* _Exercise objective_
Exactly the lines from the start of the data below through the line containing "positive clicks: (1401, 292)" must be returned, and no others.
##########
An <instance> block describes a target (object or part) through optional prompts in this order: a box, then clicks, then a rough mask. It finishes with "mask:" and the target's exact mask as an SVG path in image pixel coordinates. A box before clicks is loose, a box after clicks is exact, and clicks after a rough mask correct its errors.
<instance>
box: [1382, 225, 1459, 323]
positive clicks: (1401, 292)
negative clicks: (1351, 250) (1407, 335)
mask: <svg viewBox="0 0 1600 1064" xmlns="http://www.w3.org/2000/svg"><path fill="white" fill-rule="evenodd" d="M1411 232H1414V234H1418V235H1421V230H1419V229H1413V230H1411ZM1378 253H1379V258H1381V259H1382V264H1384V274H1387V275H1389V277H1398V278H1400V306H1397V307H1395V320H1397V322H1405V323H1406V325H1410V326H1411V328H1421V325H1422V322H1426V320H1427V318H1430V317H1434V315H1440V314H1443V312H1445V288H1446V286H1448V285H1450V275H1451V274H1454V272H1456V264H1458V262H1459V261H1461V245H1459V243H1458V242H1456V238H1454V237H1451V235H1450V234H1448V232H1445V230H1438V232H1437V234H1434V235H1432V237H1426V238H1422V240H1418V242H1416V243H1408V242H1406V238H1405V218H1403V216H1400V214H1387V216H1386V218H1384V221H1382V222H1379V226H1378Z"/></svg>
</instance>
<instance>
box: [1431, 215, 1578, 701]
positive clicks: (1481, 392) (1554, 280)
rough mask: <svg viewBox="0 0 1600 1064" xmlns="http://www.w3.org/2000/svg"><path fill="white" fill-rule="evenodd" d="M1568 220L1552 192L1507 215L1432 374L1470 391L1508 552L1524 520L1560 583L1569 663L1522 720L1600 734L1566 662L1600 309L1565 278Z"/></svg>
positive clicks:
##########
* _Problem solution_
An <instance> block describes a target (object or part) through optional prompts in this order: a box, then clicks, then a rough mask. It finishes with "mask:" and the target's exact mask as an SVG path in image pixel coordinates. A box before clicks is loose, a box after clicks is exact, and clicks after a rough mask correct its errors.
<instance>
box: [1382, 225, 1459, 323]
positive clicks: (1401, 292)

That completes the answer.